- _REQUIREMENT_: Copy out the listing, starting at its first line and ending after the line that contains "top-left (756, 678), bottom-right (823, 822)".

────────

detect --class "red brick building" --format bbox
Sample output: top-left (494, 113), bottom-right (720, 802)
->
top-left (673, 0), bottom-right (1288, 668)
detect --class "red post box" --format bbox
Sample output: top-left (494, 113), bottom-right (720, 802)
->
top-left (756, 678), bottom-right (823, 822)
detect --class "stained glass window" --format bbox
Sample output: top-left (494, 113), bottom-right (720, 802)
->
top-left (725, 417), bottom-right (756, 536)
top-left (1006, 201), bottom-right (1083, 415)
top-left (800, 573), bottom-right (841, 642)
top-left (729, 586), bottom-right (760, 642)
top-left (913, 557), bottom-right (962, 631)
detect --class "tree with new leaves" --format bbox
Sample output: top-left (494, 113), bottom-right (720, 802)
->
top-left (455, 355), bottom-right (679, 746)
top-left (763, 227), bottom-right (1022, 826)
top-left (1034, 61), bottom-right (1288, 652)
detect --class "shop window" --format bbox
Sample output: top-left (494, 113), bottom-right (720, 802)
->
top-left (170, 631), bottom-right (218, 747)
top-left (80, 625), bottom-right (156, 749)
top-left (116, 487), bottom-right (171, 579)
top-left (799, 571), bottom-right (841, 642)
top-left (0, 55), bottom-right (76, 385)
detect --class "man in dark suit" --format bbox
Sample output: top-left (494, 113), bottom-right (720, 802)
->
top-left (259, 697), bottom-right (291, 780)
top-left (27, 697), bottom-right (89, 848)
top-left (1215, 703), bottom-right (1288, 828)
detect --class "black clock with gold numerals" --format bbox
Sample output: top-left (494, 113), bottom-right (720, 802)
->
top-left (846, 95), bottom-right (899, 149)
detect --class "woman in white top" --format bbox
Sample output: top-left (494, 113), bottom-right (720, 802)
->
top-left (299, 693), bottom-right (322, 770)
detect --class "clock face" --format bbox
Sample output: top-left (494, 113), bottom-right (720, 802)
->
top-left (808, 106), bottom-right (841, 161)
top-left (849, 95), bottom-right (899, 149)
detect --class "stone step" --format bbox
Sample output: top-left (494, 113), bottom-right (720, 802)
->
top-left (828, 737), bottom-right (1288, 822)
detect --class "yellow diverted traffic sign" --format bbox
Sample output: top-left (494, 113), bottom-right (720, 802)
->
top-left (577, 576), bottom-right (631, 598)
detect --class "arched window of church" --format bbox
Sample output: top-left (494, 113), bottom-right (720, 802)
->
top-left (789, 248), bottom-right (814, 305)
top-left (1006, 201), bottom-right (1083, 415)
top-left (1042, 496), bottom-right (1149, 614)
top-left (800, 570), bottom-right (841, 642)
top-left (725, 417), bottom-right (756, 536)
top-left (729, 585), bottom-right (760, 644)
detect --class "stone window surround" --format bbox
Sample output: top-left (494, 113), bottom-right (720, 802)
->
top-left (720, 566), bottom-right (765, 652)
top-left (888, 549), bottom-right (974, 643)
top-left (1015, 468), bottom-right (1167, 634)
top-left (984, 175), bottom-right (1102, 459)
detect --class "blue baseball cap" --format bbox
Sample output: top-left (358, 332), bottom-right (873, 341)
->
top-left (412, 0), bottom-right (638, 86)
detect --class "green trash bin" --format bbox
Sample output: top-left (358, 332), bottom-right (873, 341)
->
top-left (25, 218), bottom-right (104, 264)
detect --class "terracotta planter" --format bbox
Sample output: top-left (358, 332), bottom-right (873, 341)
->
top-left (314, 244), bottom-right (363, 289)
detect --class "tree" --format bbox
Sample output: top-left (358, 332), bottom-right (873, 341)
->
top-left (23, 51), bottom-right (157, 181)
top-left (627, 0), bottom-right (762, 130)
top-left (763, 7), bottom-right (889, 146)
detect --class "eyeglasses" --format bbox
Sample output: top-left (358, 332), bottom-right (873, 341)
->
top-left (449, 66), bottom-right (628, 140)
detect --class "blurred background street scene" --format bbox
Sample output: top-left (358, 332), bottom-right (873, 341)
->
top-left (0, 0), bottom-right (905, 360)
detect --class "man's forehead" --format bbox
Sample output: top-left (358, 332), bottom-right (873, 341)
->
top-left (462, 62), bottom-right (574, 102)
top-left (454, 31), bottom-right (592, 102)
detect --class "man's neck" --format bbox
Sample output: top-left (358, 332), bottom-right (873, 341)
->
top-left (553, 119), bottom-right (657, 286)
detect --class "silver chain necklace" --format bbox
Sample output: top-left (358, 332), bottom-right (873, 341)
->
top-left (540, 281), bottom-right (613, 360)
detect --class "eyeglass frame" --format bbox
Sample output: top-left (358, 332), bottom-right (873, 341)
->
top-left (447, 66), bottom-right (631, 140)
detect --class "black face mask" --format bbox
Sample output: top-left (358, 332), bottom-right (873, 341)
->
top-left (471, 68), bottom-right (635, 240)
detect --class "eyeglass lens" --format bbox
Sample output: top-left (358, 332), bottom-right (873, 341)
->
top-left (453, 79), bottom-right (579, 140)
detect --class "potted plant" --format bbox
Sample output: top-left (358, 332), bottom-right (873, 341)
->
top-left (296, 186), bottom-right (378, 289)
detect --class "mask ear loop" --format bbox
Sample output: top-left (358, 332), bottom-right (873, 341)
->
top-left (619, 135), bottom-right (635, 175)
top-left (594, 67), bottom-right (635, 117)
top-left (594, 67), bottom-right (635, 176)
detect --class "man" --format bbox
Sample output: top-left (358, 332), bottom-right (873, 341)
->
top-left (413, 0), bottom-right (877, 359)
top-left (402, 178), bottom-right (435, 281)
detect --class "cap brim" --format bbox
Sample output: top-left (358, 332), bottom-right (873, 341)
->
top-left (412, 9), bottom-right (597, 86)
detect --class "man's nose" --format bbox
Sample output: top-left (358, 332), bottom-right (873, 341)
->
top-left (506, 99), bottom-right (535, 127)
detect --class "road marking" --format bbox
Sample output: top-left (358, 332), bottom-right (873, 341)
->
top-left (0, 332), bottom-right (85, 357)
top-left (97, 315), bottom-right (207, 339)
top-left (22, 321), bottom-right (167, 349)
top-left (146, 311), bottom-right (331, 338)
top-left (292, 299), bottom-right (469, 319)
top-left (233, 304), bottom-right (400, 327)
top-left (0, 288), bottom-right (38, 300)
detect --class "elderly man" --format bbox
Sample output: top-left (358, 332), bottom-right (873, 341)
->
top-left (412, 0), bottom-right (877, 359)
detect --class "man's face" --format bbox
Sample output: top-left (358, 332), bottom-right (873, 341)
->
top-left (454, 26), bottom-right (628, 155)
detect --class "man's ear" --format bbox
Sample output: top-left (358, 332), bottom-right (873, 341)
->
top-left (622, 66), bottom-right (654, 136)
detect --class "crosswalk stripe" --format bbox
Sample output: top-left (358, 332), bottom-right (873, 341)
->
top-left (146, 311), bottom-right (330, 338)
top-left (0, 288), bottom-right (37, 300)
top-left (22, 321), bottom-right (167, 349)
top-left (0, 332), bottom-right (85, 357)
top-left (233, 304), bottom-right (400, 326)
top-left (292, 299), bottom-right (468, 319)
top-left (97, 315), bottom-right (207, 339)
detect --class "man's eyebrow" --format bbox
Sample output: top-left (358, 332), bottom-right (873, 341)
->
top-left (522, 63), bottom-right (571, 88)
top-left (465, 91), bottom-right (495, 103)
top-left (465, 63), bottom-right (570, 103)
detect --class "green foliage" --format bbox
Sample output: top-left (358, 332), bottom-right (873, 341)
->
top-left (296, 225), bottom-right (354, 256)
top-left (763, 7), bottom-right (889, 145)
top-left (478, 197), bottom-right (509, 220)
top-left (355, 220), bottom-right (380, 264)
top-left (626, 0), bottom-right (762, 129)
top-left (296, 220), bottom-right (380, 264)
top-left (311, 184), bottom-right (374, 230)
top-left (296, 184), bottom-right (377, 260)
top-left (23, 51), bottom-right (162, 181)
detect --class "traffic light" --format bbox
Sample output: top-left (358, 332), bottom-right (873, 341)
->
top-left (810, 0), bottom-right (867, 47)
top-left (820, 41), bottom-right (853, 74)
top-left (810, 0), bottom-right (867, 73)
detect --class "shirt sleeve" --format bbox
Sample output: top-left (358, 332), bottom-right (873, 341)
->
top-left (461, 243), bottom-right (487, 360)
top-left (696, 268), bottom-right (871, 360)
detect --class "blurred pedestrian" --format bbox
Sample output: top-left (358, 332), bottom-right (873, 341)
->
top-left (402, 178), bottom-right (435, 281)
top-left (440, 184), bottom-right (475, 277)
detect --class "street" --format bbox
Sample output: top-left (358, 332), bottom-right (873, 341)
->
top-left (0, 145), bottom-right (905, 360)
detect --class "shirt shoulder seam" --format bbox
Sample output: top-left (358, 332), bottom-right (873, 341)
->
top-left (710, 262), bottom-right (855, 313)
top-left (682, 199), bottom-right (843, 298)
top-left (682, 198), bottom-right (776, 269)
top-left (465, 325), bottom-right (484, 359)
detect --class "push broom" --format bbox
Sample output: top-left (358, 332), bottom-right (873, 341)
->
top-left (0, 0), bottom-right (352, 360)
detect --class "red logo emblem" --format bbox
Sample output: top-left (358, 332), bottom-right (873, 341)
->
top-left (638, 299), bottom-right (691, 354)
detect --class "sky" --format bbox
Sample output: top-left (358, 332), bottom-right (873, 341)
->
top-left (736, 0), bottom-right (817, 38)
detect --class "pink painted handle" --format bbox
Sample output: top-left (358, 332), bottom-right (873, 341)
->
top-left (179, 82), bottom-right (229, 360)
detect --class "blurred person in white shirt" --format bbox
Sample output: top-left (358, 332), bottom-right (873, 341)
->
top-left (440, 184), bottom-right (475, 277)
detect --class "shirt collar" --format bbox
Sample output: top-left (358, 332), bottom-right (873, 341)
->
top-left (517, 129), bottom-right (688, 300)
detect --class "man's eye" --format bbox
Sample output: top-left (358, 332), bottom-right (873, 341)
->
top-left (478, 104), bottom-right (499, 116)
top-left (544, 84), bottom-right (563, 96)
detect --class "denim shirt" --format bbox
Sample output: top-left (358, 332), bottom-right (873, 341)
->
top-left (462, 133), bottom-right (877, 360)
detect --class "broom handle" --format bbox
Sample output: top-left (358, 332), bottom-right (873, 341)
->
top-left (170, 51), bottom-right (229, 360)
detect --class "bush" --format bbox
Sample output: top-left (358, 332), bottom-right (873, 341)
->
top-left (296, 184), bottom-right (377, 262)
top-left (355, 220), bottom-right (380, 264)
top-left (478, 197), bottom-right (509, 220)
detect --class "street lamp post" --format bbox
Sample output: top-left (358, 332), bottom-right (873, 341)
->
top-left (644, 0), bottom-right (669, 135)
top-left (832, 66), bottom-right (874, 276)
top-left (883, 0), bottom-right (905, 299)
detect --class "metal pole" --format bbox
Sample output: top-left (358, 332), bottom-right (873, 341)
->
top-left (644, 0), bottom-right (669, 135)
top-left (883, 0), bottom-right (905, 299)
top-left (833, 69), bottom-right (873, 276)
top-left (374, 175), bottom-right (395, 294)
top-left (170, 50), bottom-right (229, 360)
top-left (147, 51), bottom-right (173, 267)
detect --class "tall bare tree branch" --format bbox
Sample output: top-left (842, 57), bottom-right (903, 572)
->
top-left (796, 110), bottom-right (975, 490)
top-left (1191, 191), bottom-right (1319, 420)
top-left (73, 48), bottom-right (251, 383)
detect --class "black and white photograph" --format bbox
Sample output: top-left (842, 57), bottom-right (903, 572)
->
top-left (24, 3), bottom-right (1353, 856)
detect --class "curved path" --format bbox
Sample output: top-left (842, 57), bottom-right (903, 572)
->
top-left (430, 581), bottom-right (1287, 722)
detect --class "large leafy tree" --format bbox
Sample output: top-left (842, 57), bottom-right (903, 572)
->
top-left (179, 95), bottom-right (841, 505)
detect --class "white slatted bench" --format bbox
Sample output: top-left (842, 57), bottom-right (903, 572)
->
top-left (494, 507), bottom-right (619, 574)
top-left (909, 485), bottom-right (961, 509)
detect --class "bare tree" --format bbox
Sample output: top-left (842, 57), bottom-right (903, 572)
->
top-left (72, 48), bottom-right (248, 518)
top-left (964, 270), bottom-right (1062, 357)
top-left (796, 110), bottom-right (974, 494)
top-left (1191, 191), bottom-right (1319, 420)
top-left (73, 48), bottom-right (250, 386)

────────

- _FULL ANSWER_:
detect --class "red brick building" --format bbox
Sample output: top-left (494, 113), bottom-right (720, 802)
->
top-left (673, 0), bottom-right (1288, 668)
detect --class "red post box" --format bbox
Sample output: top-left (494, 113), bottom-right (720, 802)
->
top-left (756, 678), bottom-right (823, 822)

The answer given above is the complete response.